What this exercise asks
1. In the article on bench research in the Roychowdhury lab, how many cells are placed in each well of a 96-well plate for a drug assay?
2. Write the next part of the article on bench research in the Roychowdhury lab, picking up after its final sentence.

Text excerpt
Breaking it Down: The Wet Lab
So,
you might be wondering, what are the nuts and bolts of the work that is being
conducted in the Roychowdhury lab? What makes our nuts and bolts so unique? Our
interdisciplinary team consists of three components: bioinformatics,
clinic/CLIA, and bench research. Today we will focus on bench research. Bench
research can sometimes be referred to as “basic science” research, but it is
anything but that. It is here where the true innovation and ingenuity of our
lab begins.
It
all begins with the cell.
Cancer
infects upwards of 16 million U.S. citizens every year. In broad terms, cancer
is a disease that results when cellular changes uncontrolled growth and
division of our body’s own cells. Our cells are normally equipped with the
equivalent of car brakes. Healthy cells know when they’ve divided enough times
and have fulfilled their purpose, at which point they stop multiplying.
Cancerous cells, however, are able to bypass or completely eliminate these
breaks. They have altered genes that help make the cellular components
necessary for limited cell reproduction. As a result, these unchecked cells
build up in the body, using oxygen and nutrients that would usually nourish
other cells. Cancerous cells can form tumors, impair the immune system and
cause other changes that prevent the body from functioning regularly.
Whether
a gene is being used too much, too little, or there’s a mutation within it,
something is wrong in a patient’s cells that makes them cancerous. After years
of studies, patterns of abnormal genes start to arise. In our bench research,
we are able to take human cells and give them the very gene abnormalities we
see in a patient’s cancer. After a patient undergoes a tumor biopsy or blood
sample, we can see the gene alterations at the source of their cancer. But how
does that affect bench research, where we
work with pipettes and plastic dishes?
The
most common experiment performed on patient-simulated cells in our lab is the
drug assay. By placing a certain number of the cells in small wells, we are
able to test different therapies on the cells. For example, using a 96-well
plate, we place 10,000 cells in each well to be tested (it sounds like a lot,
but remember these cells are only about 20 micrometers apiece, smaller than the
width of a human hair!). Then, across each column of 8 wells, we add an
increasing dosage of a therapy drug in testing. Three days later, it’s a thing
of beauty to look down at the plate and see the macroscopic changes that
occurred. Each column to the right, less and less cells survive as more drug
has been added. We can quantify this cell death (unfortunately, science isn’t
purely aesthetic) using a staining and wavelength plate reader. All that’s left
is to take those numbers and make graphs to show the world which drugs work
best on which cancer cells.

Data extracts
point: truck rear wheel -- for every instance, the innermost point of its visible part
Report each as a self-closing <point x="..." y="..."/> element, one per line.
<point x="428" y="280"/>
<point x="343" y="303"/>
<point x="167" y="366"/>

Results for each task
1. 10,000 cells are placed in each well.

2.
Increasing Drug Concentration on a 96-well Plate |
Oftentimes in the
cancers we study, patients respond well to initial treatment. However, a small
part of the cancer that isn’t killed by the therapy may survive. Think about
the hand sanitizers and Clorox wipes that kill 99.9% of bacteria. A small number
of bacteria, just 0.1% (or less), survives because of years of evolution that have
granted it resistance to our healthy practices. Cancers are no different. As the
resistance cells grow on their own, second or third rounds of therapy are less effective.
This is where our
drug assays really come into their own. Our assays test all of the available
therapies on these stubborn, surviving cells in the hopes of finding a new
strategy to a rebounding cancer. This isn’t so easy, though. Drug-resistant
cancers are the most difficult to fight, and our field of research hasn’t had
much success to use as a foundation. Instead of throwing in the towel, however,
we work. Everyone has a voice, and no idea is too crazy when it comes to the
possibilities of saving lives.
There
are other experiments, of course; Western Blots, RNA extraction, qPCRs, you
name it. All of these, however, are connected back to our goal in bench
research and in the Roychowdhury Lab as a whole. We are faced with a difficult
task in helping patients with few viable treatment options for their cancers.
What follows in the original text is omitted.